### [Problem details]
Retype every one of the following records verbatim, keeping each line and character unchanged.

*** Dataset

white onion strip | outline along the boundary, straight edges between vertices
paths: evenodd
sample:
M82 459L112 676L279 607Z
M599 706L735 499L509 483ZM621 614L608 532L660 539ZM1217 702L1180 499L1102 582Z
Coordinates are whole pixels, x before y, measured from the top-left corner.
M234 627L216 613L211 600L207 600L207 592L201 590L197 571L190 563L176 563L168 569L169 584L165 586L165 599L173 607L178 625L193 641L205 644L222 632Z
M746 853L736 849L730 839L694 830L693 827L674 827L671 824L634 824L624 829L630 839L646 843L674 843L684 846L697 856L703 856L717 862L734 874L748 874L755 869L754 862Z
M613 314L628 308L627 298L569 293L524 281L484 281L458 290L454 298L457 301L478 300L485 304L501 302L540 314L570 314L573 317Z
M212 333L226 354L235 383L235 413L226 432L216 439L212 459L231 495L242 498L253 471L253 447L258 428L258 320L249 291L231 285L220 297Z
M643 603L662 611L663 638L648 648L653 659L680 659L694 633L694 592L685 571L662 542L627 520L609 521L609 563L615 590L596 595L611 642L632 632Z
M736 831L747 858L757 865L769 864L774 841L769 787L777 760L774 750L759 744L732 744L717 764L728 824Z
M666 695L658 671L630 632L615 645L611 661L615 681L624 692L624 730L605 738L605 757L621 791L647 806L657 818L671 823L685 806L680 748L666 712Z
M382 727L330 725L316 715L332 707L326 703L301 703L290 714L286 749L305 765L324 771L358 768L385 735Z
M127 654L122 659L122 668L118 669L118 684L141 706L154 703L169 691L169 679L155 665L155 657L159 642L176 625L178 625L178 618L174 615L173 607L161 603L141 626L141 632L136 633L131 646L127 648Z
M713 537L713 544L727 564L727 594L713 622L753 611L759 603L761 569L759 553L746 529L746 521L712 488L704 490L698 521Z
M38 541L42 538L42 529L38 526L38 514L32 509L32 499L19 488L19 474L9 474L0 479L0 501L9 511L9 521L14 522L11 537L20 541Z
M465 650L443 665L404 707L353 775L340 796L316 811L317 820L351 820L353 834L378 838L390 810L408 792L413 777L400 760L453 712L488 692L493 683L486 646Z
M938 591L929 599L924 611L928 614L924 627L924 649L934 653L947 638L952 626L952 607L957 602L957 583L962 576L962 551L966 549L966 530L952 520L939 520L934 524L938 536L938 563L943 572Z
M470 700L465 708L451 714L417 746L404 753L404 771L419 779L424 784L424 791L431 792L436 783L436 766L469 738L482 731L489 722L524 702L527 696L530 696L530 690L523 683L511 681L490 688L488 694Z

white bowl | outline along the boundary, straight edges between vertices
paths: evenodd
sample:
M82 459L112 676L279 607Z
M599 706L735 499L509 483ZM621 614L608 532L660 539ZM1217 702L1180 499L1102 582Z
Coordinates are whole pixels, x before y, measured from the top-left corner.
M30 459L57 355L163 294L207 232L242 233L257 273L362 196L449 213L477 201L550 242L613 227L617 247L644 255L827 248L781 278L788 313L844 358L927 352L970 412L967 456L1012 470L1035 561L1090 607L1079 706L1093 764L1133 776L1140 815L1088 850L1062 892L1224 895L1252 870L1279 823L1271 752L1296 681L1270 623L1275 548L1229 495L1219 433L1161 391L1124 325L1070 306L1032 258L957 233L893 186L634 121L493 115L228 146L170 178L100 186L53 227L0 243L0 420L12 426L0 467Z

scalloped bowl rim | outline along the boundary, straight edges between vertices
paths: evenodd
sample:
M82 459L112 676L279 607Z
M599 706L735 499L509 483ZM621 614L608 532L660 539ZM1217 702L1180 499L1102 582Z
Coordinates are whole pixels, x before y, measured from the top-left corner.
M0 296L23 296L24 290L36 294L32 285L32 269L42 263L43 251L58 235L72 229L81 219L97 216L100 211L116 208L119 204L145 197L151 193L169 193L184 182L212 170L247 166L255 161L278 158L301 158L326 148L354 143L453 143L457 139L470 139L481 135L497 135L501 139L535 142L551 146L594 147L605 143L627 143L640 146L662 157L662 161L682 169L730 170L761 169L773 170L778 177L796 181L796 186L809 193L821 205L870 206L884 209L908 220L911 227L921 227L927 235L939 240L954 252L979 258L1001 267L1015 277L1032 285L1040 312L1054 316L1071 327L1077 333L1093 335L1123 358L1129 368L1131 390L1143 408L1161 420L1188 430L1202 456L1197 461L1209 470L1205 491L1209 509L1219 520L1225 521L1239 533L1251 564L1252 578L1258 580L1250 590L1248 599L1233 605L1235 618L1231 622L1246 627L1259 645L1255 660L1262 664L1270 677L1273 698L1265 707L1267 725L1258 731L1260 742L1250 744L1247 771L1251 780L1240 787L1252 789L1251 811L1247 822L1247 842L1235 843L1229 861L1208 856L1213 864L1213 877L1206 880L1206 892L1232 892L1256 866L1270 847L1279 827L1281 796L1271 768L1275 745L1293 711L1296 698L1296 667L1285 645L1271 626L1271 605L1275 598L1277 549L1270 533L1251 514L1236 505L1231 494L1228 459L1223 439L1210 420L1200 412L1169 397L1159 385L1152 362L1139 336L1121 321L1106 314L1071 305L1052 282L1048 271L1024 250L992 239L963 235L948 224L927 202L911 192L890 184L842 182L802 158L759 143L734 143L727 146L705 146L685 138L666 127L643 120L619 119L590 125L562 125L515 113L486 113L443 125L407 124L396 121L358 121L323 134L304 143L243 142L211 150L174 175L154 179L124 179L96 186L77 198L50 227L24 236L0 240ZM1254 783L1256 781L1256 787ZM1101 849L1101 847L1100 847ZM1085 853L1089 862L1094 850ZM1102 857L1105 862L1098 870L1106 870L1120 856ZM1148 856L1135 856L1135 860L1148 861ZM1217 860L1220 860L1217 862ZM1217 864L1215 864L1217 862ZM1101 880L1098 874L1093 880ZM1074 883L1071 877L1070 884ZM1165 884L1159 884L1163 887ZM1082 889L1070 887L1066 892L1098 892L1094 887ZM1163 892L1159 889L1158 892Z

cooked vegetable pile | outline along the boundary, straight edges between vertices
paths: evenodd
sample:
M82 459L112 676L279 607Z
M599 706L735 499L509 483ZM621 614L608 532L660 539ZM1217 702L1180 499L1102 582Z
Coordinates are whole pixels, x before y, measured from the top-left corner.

******

### [Task result]
white onion strip | outline along the boundary, straight edges between vertices
paths: evenodd
sample:
M82 459L112 676L279 607Z
M599 706L735 499L509 483ZM621 614L608 532L660 539ZM1217 702L1180 499L1102 582Z
Coordinates are whole pixels, x before y, measured from the top-left corner.
M234 627L216 613L211 600L207 600L207 592L201 590L197 571L190 563L176 563L168 569L169 584L165 586L165 599L173 607L178 625L193 641L205 644L222 632Z
M746 853L736 849L730 839L694 830L693 827L674 827L671 824L634 824L624 829L630 839L646 843L674 843L684 846L697 856L703 856L717 862L734 874L748 874L755 869L754 862Z
M613 314L628 308L627 298L569 293L524 281L484 281L458 290L454 298L457 301L478 300L485 304L501 302L540 314L570 314L573 317Z
M212 333L226 354L235 383L235 413L226 432L216 439L212 459L231 495L242 498L253 471L253 447L258 428L258 320L249 291L231 285L220 297Z
M643 603L662 611L663 638L648 648L653 659L680 659L694 633L694 592L685 571L662 542L627 520L609 521L609 563L615 590L596 595L611 642L632 632Z
M736 831L747 858L757 865L769 864L774 841L769 787L777 760L774 750L759 744L732 744L717 764L728 824Z
M666 695L658 671L630 632L615 645L611 661L615 681L624 692L624 730L605 738L605 757L621 791L647 806L657 818L671 823L685 806L680 748L666 712Z
M382 727L330 725L316 715L332 707L326 703L301 703L290 714L286 749L305 765L324 771L358 768L385 735Z
M127 654L122 659L122 668L118 669L118 684L141 706L154 703L169 691L169 679L155 665L155 657L159 642L176 625L178 625L178 618L174 615L173 607L161 603L141 626L141 632L136 633L131 646L127 648Z
M713 537L713 544L727 564L727 594L713 622L753 611L759 603L761 569L759 553L746 529L746 521L712 488L704 490L698 521Z
M38 541L42 538L42 529L38 526L38 514L32 509L32 499L19 488L19 474L9 474L0 479L0 501L9 511L9 521L14 522L11 537L20 541Z
M465 650L443 665L404 707L353 775L340 796L316 811L317 820L351 820L353 834L378 838L390 810L408 792L413 777L400 760L453 712L488 692L493 683L486 646Z
M938 591L929 599L924 611L928 614L924 627L924 649L934 653L947 638L952 626L952 607L957 602L957 583L962 576L962 551L966 549L966 530L952 520L939 520L934 524L938 536L938 563L943 572Z
M470 700L465 708L451 714L417 746L404 753L404 771L419 779L424 784L424 791L431 792L436 783L436 766L469 738L482 731L489 722L524 702L527 696L530 696L530 690L523 683L511 681L490 688L488 694Z

white bowl | outline along the boundary, straight edges between vertices
paths: evenodd
sample:
M82 459L112 676L279 607Z
M599 706L735 499L509 483ZM621 614L608 532L660 539ZM1217 702L1180 499L1102 582Z
Coordinates are whole pixels, x before y, measured from the top-left corner.
M30 459L57 355L163 294L207 232L242 233L257 273L362 196L449 213L477 201L550 242L613 227L617 247L644 255L827 248L781 278L788 313L844 358L927 352L970 412L967 456L1012 470L1035 561L1090 607L1079 706L1093 764L1133 776L1140 815L1088 850L1062 892L1224 895L1252 870L1279 823L1271 752L1296 681L1270 623L1275 548L1229 495L1219 433L1161 391L1124 325L1070 306L1032 258L957 233L893 186L634 121L493 115L228 146L170 178L100 186L53 227L0 243L0 420L12 426L0 467Z

scalloped bowl rim | outline along the boundary, straight edges between vertices
paths: evenodd
sample:
M82 459L112 676L279 607Z
M599 706L735 499L509 483ZM621 614L608 532L660 539ZM1217 702L1180 499L1102 582Z
Coordinates are whole pixels, x before y, measured from the top-left corner.
M0 296L23 296L24 290L36 294L32 285L32 269L42 263L43 251L58 235L72 229L81 219L97 216L100 211L116 208L119 204L145 197L151 193L169 193L184 182L212 170L247 166L255 161L278 158L301 158L326 148L354 143L453 143L457 139L470 139L481 135L497 135L501 139L535 142L551 146L594 147L605 143L627 143L640 146L662 157L662 161L682 169L730 170L761 169L773 170L778 177L796 181L796 186L809 193L821 205L870 206L884 209L908 220L911 227L921 227L927 235L939 240L954 252L979 258L1001 267L1015 277L1032 285L1040 312L1054 316L1071 327L1077 333L1093 335L1123 358L1129 368L1131 390L1143 408L1161 420L1188 430L1202 456L1197 461L1209 470L1205 491L1209 509L1219 520L1225 521L1239 533L1251 564L1252 578L1258 580L1250 590L1248 599L1233 605L1235 618L1231 622L1246 627L1259 645L1255 660L1262 664L1270 677L1273 698L1265 707L1267 725L1258 731L1260 742L1250 744L1247 771L1251 780L1240 787L1252 789L1251 811L1247 822L1247 842L1235 843L1229 861L1208 856L1213 864L1213 877L1206 880L1206 892L1232 892L1256 866L1270 847L1279 827L1281 796L1271 768L1275 745L1293 711L1296 698L1296 667L1285 645L1271 626L1271 605L1275 598L1277 549L1270 533L1251 514L1236 505L1231 494L1228 459L1223 439L1210 420L1200 412L1169 397L1159 385L1152 362L1139 336L1121 321L1106 314L1071 305L1052 282L1048 271L1024 250L992 239L963 235L948 224L927 202L911 192L890 184L842 182L802 158L759 143L734 143L727 146L705 146L685 138L666 127L643 120L619 119L590 125L562 125L515 113L486 113L443 125L407 124L396 121L358 121L323 134L304 143L243 142L211 150L174 175L154 179L124 179L96 186L77 198L50 227L24 236L0 240ZM1254 783L1256 781L1256 787ZM1101 849L1101 847L1100 847ZM1085 853L1089 862L1094 850ZM1102 857L1105 862L1098 870L1106 870L1120 856ZM1148 856L1135 856L1135 860L1148 861ZM1217 860L1220 860L1217 862ZM1217 864L1215 864L1217 862ZM1101 880L1098 874L1093 880ZM1074 883L1071 877L1070 884ZM1165 884L1159 884L1163 887ZM1082 889L1070 887L1066 892L1098 892L1094 887ZM1163 892L1159 889L1158 892Z

cooked vegetable pile | outline along the boundary, straight edges between vertices
paths: evenodd
sample:
M82 459L112 676L279 607Z
M599 706L735 499L509 483ZM621 614L608 532L660 539ZM1217 702L1180 499L1102 582Z
Coordinates are whole pixels, x before y, measured from the top-left corner.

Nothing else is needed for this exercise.